• DIRECTIONS
After locating the line with "Check that every instance of the statue's" in the records below, print it and every line after it exactly.

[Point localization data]
__________

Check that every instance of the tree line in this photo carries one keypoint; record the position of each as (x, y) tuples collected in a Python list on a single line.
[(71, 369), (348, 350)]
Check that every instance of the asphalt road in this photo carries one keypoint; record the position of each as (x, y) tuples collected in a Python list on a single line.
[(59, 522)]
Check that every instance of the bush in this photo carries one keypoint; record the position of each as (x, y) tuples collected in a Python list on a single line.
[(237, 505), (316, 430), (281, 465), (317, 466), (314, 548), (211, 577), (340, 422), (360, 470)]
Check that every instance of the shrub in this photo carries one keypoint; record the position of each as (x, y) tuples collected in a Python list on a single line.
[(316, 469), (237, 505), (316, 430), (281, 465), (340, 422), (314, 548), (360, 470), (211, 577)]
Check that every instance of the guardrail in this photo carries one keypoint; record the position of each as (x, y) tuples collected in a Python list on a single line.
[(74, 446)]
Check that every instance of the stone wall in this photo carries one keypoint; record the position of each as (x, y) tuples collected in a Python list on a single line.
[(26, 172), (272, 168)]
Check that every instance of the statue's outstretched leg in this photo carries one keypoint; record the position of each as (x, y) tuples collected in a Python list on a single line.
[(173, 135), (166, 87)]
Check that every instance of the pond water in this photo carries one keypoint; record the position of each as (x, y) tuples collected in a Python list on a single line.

__________

• RESULT
Check that every instance of the statue's outstretched leg in this photo carries one keypoint; record the position of each as (x, y) tuples collected in a Python list on a single line.
[(173, 135), (166, 87)]
Check that every instance of the pond water in this photo carries one keypoint; record the position of each as (x, y) tuples collected in a Python list on a single line.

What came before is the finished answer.